• [Document section]
=-=-=-=-=

Day: July 9, 2016

Accountability should finish at home

I signed this open letter concerning Serbian lack of prosecution of war criminals, in particular the murderers of the Bytyqi brothers, but let me add that I feel no less strongly about Kosovar, Bosnian and Croatian failures in this domain. All their now more or less democratic governments need to take a hard look in the mirror and get busy with the difficult business of holding people accountable for horrendous crimes in the 1990s. Accountability may not start at home, but it should finish there.

=-=-=-=-=

• [Exercise instructions]
1. Please repeat the war crimes accountability post between "I signed this" and "should finish there.", inclusive, swapping "open letter" for "public statement".
2. According to the war crimes accountability post, whose murderers does the signed letter single out?

• [Given information]
=-=-=-=-=

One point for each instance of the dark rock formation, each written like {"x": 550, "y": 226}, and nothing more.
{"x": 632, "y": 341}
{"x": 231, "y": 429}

=-=-=-=-=

• [Outputs for the tasks]
1.
I signed this public statement concerning Serbian lack of prosecution of war criminals, in particular the murderers of the Bytyqi brothers, but let me add that I feel no less strongly about Kosovar, Bosnian and Croatian failures in this domain. All their now more or less democratic governments need to take a hard look in the mirror and get busy with the difficult business of holding people accountable for horrendous crimes in the 1990s. Accountability may not start at home, but it should finish there.

2. The murderers of the Bytyqi brothers.